-- DIRECTION --
Reproduce verbatim the lines of the items below, starting at the line that contains "The service SHOULD locate every instance of the brown soil" and ending after the line that contains "[[249, 239]]", with both of those lines included.
——
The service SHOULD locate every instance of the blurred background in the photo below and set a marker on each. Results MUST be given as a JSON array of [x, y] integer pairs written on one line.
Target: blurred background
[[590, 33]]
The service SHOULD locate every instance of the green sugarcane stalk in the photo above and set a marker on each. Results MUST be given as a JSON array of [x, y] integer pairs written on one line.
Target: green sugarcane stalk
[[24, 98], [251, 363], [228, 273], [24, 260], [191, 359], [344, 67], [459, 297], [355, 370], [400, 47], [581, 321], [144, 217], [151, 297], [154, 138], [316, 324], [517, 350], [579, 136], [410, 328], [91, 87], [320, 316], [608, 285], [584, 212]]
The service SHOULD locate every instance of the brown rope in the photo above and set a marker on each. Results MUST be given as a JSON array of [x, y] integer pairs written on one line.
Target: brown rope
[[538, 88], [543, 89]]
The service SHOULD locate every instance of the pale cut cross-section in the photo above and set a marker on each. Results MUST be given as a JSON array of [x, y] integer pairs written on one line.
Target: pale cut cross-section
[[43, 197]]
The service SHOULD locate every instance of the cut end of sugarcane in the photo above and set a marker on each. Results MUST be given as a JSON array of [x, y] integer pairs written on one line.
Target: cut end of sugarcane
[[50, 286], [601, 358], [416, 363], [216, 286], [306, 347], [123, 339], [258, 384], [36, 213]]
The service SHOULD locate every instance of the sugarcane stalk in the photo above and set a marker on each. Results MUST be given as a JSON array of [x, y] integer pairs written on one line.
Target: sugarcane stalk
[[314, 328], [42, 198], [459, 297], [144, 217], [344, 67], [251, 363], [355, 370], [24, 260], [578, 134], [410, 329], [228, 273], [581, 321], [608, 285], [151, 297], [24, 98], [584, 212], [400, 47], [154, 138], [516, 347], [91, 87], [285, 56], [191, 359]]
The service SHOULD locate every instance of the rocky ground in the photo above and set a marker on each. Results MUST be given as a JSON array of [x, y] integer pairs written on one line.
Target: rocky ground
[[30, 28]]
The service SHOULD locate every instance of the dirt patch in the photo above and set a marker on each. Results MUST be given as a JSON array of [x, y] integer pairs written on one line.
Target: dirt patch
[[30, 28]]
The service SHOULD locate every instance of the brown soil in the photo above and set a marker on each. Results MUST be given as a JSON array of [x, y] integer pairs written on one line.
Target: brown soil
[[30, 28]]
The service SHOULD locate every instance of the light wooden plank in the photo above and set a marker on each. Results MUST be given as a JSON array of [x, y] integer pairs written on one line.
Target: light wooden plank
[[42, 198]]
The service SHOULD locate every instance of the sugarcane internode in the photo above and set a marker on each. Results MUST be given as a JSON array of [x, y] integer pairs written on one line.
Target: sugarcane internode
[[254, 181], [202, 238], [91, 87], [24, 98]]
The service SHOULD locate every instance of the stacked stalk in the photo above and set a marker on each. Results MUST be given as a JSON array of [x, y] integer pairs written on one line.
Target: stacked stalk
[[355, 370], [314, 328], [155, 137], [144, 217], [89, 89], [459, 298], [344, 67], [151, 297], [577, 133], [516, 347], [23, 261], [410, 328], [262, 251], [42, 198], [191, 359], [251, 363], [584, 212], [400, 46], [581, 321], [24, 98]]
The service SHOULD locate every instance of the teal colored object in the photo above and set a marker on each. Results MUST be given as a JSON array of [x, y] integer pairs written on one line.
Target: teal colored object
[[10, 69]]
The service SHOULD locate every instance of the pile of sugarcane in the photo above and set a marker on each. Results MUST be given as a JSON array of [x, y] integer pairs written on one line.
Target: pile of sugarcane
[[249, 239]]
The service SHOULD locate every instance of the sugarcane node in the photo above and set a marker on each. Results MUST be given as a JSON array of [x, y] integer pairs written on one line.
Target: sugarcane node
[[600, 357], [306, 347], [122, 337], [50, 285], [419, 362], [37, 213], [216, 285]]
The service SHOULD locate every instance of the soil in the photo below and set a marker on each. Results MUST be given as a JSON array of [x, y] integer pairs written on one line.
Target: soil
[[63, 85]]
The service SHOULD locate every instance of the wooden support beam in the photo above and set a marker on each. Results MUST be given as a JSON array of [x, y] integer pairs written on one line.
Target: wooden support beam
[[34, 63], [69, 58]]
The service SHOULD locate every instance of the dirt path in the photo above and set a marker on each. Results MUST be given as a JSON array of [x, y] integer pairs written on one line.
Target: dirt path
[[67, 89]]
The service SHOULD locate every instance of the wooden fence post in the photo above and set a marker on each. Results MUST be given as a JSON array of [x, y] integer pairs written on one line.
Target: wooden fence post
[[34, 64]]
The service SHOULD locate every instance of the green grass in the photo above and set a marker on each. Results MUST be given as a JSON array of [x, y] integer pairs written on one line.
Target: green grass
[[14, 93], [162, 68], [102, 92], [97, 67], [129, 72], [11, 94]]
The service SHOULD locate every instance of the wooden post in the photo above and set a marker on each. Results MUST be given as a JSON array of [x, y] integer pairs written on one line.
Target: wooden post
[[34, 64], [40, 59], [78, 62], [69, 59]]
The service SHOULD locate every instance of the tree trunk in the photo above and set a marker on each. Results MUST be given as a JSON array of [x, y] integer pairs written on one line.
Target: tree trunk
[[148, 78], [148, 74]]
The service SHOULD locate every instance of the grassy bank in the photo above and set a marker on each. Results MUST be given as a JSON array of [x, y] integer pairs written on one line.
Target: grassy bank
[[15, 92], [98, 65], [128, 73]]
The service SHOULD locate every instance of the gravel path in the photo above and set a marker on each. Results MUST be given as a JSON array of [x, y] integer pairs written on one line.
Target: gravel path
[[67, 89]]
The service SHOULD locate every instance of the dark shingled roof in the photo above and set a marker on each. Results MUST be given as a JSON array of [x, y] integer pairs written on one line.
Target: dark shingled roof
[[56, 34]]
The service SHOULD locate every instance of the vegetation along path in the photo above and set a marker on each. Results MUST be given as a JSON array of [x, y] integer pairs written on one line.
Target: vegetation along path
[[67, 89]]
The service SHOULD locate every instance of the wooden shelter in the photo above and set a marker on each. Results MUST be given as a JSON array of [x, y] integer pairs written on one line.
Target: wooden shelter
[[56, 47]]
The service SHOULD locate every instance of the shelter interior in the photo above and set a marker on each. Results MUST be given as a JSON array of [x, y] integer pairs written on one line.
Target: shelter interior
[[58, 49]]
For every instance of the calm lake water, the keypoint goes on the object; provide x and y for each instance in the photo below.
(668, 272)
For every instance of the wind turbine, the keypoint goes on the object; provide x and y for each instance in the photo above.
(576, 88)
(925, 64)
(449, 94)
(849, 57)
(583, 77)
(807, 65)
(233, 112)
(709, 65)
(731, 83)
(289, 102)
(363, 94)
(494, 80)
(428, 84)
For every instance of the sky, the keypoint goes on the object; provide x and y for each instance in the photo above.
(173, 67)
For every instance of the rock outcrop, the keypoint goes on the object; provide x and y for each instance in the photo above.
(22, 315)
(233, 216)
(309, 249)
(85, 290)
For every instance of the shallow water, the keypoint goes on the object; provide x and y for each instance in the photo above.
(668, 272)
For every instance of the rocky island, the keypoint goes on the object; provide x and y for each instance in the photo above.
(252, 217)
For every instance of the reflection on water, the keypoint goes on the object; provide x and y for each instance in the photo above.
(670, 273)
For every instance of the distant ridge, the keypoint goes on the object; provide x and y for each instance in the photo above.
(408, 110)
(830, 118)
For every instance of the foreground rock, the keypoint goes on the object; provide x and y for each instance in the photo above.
——
-- IN RESPONSE --
The service SHOULD locate every instance of the brown soil in the photo above and set a marker on each. Results MUST be given as a JSON array of [x, y] integer pairs written on one line.
Target: brown soil
[[30, 28]]
The service SHOULD locate every instance of the light wooden plank in the photo above and set a marker on each. Results MUST be given as a JSON array of [x, y] integer pairs written on one line.
Target: light wooden plank
[[42, 198]]
The service SHOULD locate every instance of the sugarcane internode in the photo above and set a marker on each. Results MUST be given as a JSON array of [x, y] integer pairs written on one line.
Target: sugarcane internode
[[254, 181], [202, 238], [91, 87], [24, 98]]
The service SHOULD locate every instance of the stacked stalk in the photo above and set a marker on each. Results MUST be given as a JSON array of [x, y] integer pairs written on one line.
Target: stacked stalk
[[355, 370], [314, 328], [155, 137], [144, 217], [89, 89], [459, 298], [344, 67], [151, 297], [577, 133], [516, 347], [23, 261], [410, 328], [262, 251], [42, 198], [191, 359], [251, 363], [584, 212], [400, 46], [581, 321], [24, 98]]
The service SHOULD locate every instance of the teal colored object in the photo above and set a marker on each. Results MUST be given as a JSON array of [x, y] integer pairs written on one line.
Target: teal colored object
[[10, 69]]
The service SHOULD locate every instance of the pile of sugarcane in the photo above and set a marker on each. Results MUST be given as a JSON array of [x, y] integer pairs written on one line.
Target: pile of sugarcane
[[249, 239]]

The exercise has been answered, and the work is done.